[start]

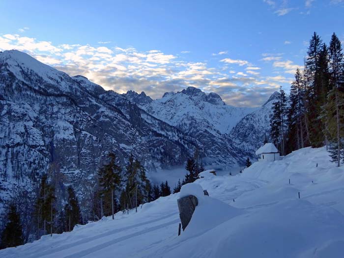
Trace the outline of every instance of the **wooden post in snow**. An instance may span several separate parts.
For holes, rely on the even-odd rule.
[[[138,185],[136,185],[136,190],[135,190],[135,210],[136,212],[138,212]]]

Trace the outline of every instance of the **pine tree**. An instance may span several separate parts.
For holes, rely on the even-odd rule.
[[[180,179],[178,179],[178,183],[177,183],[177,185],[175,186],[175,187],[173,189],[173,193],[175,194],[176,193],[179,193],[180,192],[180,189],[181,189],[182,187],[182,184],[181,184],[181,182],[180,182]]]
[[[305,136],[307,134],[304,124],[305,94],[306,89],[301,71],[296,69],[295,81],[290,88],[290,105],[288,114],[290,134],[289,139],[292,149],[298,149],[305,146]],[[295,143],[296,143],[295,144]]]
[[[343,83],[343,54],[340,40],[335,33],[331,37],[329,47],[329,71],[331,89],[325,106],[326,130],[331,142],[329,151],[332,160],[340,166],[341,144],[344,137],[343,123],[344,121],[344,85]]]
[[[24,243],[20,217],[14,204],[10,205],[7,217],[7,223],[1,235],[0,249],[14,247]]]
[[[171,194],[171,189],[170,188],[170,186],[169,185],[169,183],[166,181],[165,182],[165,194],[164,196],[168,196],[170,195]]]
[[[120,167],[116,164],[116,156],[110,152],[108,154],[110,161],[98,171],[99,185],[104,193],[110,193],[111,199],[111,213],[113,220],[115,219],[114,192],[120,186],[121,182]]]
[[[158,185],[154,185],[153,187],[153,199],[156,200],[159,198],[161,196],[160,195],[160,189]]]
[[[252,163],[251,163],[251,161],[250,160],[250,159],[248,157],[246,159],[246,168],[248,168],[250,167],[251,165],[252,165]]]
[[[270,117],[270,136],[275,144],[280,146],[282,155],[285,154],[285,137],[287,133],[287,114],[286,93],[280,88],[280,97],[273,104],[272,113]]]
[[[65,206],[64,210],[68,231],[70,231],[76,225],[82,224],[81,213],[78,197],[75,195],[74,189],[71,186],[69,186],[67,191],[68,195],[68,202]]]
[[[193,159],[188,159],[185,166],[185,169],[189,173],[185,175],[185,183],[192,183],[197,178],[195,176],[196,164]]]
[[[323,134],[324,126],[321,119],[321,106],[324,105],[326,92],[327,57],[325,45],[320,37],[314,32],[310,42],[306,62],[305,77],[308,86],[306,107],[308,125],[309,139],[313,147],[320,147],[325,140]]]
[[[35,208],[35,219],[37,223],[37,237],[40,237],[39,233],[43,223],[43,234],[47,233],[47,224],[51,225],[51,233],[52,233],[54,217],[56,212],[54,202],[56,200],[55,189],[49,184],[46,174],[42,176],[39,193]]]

[end]

● **Stated task**
Reproduce the records, all of them, word for word; omit the pictures.

● **The result**
Trace the outline of every instance of the **wooden post in snow**. An instance may span several separate parts.
For holes, rely on the even-odd rule.
[[[138,185],[136,185],[136,190],[135,190],[135,210],[136,212],[138,212]]]

Trace the outline of every instance of the **pine tree**. An instance may span several separate parts.
For holes, rely on the even-odd rule.
[[[180,179],[178,179],[178,183],[177,183],[177,185],[175,186],[175,187],[173,189],[173,193],[175,194],[176,193],[179,193],[180,192],[180,189],[181,189],[182,187],[182,184],[181,184],[181,182],[180,182]]]
[[[305,136],[307,134],[304,124],[305,94],[306,89],[301,71],[296,69],[295,81],[290,88],[290,105],[288,114],[290,134],[289,139],[292,149],[298,149],[305,146]],[[295,143],[296,143],[295,144]]]
[[[343,83],[343,54],[340,40],[335,33],[331,37],[329,47],[329,71],[331,89],[325,106],[326,130],[331,142],[329,151],[332,160],[340,166],[341,144],[344,137],[343,123],[344,121],[344,85]]]
[[[24,243],[20,217],[14,204],[10,205],[7,217],[7,223],[1,235],[0,249],[14,247]]]
[[[171,194],[171,189],[170,188],[170,186],[169,185],[169,183],[166,181],[165,182],[165,194],[164,196],[168,196],[170,195]]]
[[[120,167],[116,164],[116,156],[110,152],[108,154],[110,161],[98,171],[99,185],[104,193],[110,193],[111,199],[111,213],[113,220],[115,219],[114,192],[120,186],[121,182]]]
[[[158,185],[154,185],[153,187],[153,199],[156,200],[159,198],[161,196],[160,195],[160,189]]]
[[[252,163],[251,163],[251,161],[250,160],[250,159],[248,157],[246,159],[246,168],[248,168],[250,167],[251,165],[252,165]]]
[[[270,117],[270,136],[275,144],[280,146],[282,155],[285,154],[285,137],[287,133],[287,114],[286,93],[280,88],[280,97],[273,104],[272,113]]]
[[[65,206],[64,210],[68,231],[70,231],[76,225],[82,224],[81,213],[78,197],[75,195],[74,189],[71,186],[69,186],[67,191],[68,195],[68,202]]]
[[[193,159],[188,159],[185,166],[185,169],[189,173],[185,175],[185,183],[192,183],[197,178],[195,176],[196,164]]]
[[[323,134],[324,126],[321,119],[321,106],[324,105],[326,92],[327,57],[325,45],[320,37],[314,32],[310,42],[306,62],[305,77],[308,86],[306,107],[308,125],[309,139],[313,147],[320,147],[325,140]]]
[[[35,208],[35,219],[37,223],[37,237],[40,237],[39,233],[43,223],[43,234],[47,233],[47,224],[51,225],[51,233],[52,233],[54,217],[56,212],[54,202],[56,200],[55,189],[49,184],[46,174],[42,176],[39,193]]]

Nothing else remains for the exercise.